Some places don’t live up to their hype; some places go far beyond your expectation - Malaysia certainly belongs to the latter.
So what’s with Malaysia? Postcard-worthy landscape, finger-flicking food, sun-drenched beaches, wildlife encounters, jungle adventure …so much more.
And what are the recommended things to do in Malaysia? In case you are wondering, here is a list of 10 awesome things you should consider doing should you ever visit this gorgeous country.
Many travelers look at Kuala Lumpur as a transit point only. But in fact, this thriving capital city is a destination in its own right. One of the must-sees is the iconic Petronas Twin Towers.
Rising 88 stories (452 meters) high, they are the tallest twin buildings in the world. The two towers are linked by a 28-meter-long, double-decker skybridge on Levels 41 and 42. You need to arrive early if you want to hit the skybridge because a limited number of passes are allowed each day.

**INFORMATION SHOWN**
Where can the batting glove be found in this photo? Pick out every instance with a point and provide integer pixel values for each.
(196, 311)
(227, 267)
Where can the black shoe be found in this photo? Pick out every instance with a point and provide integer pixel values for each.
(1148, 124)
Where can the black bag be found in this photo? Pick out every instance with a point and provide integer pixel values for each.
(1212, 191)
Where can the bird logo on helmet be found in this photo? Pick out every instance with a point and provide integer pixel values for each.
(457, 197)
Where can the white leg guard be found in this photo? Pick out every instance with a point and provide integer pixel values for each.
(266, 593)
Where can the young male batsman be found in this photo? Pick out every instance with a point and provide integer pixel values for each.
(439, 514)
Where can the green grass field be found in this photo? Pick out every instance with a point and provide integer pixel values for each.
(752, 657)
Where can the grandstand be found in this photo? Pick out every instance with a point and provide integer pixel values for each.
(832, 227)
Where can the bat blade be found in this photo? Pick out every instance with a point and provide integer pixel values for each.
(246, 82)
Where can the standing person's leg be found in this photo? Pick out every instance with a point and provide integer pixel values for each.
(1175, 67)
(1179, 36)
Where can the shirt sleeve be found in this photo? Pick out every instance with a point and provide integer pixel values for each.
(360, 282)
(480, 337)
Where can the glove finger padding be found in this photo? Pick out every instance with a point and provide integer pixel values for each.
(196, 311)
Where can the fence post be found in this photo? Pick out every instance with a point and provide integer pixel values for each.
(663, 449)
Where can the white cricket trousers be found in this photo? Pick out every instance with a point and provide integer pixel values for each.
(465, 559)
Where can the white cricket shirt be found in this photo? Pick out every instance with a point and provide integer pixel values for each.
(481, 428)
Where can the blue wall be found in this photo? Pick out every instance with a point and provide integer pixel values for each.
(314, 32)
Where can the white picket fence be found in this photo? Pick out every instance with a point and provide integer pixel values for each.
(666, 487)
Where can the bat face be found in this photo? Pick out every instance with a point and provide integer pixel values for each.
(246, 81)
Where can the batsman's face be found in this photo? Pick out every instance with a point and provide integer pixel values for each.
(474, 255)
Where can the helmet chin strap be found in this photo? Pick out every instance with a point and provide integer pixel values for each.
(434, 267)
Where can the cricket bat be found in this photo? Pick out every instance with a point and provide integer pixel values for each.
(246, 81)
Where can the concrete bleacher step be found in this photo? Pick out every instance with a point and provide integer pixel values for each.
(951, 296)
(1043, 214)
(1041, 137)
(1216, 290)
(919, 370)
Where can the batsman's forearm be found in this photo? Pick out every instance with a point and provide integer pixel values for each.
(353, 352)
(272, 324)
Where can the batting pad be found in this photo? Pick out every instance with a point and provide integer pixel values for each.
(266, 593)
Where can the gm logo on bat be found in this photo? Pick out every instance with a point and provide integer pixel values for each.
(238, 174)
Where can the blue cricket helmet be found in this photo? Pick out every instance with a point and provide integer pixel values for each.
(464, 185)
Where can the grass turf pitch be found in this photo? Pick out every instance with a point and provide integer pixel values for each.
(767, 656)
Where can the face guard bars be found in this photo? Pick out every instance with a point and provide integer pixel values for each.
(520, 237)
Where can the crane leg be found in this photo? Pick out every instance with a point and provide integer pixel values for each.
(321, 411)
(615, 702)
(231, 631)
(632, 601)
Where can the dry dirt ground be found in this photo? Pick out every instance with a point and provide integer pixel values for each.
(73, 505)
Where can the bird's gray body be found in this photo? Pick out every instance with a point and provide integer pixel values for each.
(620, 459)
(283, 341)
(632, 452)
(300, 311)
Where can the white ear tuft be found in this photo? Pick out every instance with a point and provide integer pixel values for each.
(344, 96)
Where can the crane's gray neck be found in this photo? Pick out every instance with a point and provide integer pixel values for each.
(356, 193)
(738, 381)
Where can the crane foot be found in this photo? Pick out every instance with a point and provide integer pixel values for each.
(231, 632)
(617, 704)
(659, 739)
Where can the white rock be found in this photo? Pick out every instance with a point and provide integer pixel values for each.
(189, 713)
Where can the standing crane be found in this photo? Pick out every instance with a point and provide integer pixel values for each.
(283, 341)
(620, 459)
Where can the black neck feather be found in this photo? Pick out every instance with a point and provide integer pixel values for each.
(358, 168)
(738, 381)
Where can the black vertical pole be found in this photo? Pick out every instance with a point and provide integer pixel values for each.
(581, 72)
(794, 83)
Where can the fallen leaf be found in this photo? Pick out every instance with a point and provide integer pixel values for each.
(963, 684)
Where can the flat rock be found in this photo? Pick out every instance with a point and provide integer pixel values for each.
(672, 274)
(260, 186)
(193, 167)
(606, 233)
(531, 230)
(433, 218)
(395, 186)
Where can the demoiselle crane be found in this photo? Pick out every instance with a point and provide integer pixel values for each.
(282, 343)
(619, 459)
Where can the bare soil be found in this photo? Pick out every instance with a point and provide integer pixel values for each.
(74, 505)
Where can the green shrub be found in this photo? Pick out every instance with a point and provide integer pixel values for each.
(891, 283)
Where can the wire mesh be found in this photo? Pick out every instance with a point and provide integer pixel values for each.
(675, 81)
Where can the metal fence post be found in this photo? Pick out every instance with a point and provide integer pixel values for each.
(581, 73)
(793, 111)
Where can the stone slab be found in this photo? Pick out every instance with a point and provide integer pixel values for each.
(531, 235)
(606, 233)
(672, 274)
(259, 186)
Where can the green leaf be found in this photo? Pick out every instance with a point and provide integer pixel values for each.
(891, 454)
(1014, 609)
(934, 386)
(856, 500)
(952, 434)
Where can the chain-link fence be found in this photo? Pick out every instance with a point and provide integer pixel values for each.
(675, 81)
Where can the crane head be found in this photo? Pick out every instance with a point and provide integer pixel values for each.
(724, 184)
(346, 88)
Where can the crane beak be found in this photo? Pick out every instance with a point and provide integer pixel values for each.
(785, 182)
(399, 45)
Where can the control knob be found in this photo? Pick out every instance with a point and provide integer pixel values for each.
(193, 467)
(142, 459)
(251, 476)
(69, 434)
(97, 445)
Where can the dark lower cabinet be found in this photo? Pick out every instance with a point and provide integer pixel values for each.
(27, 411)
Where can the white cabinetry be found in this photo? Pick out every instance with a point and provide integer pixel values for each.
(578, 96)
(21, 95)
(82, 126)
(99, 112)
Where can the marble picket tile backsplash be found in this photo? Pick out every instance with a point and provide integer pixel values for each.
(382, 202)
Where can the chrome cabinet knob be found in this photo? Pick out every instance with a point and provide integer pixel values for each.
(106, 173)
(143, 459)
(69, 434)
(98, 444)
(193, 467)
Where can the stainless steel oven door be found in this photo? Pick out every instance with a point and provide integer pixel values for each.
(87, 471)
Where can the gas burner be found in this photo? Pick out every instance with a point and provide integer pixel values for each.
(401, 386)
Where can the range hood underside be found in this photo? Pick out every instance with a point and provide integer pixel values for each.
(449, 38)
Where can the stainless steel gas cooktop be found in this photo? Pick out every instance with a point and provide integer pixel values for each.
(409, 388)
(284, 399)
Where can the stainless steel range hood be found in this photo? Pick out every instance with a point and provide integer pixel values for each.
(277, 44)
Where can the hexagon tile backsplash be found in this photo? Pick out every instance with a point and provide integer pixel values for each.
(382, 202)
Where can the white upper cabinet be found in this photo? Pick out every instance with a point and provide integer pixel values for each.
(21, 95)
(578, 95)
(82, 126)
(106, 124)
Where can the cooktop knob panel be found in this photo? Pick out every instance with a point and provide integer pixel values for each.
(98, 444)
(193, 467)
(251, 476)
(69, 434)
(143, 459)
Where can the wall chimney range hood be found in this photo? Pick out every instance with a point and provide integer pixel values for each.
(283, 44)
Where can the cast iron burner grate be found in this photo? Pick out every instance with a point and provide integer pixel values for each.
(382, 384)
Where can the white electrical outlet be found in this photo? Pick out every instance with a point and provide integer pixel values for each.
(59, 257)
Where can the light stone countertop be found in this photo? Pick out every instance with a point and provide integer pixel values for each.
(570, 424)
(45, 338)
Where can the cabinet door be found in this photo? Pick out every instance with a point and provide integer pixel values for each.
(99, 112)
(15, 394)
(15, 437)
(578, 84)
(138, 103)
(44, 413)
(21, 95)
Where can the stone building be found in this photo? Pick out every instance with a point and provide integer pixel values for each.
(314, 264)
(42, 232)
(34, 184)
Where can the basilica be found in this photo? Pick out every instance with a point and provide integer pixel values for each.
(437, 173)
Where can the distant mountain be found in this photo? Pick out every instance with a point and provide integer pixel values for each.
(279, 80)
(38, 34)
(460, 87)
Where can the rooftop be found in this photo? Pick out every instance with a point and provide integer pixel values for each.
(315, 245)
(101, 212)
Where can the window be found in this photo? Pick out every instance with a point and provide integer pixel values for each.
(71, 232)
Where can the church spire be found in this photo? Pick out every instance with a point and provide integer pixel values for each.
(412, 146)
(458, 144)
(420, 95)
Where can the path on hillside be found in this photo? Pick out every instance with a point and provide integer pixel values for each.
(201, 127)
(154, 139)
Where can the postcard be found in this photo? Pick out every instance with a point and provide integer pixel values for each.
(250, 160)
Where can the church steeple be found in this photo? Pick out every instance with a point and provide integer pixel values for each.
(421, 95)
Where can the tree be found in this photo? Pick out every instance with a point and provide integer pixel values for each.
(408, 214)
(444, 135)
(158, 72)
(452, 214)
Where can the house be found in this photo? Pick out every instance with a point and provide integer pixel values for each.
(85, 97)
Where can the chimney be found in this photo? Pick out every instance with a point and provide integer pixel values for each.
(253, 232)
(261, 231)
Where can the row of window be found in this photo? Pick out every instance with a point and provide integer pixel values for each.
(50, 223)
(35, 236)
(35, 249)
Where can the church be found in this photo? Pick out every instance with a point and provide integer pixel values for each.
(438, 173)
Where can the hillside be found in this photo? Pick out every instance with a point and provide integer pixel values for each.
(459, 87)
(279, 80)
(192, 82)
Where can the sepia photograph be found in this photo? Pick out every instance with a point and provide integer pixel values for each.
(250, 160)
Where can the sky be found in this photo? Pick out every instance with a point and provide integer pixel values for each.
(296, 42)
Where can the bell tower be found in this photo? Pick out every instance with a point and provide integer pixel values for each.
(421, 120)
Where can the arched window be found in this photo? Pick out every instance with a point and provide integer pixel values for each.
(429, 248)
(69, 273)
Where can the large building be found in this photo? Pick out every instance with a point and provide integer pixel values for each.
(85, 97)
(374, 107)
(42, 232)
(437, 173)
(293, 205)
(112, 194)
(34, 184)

**COMPLETE THE FOLLOWING**
1) Rewrite the stretch of the Malaysia travel article from "Some places don’t" through "this gorgeous country.", putting "wonderful" in place of "awesome".
2) Write the next part of the Malaysia travel article, picking up right after its last sentence.

**OUTPUTS**
1)
Some places don’t live up to their hype; some places go far beyond your expectation - Malaysia certainly belongs to the latter.
So what’s with Malaysia? Postcard-worthy landscape, finger-flicking food, sun-drenched beaches, wildlife encounters, jungle adventure …so much more.
And what are the recommended things to do in Malaysia? In case you are wondering, here is a list of 10 wonderful things you should consider doing should you ever visit this gorgeous country.

2)
The towers are magnificent during any time of the day but truly shine at night with light shows.
The Petronas Towers at night - a sight to behold!
High quality shopping and affordable prices - Kuala Lumpur guarantees an awesome shopping experience. That's why it is rated as the fourth best shopping city by CNN Travel, beating Paris, Hong Kong, Dubai and other well-known shopping paradises.
There are a number of leading shopping malls in Kuala Lumpur, including KlCC (Lot No. 241); Starhill (Starhill Gallery 181, Jalan Bukit Bintang), Berjaya Times Square (1 Jalan Imbi), The Curve (Mutiara Damansara, Petaling Jaya, Selangor); and Pavilion (168 Jalan Bukit Bintang), etc.
The Petaling Street in the middle of Chinatown, famous for its night market, is the place to hunt for dirt-cheap stuffs.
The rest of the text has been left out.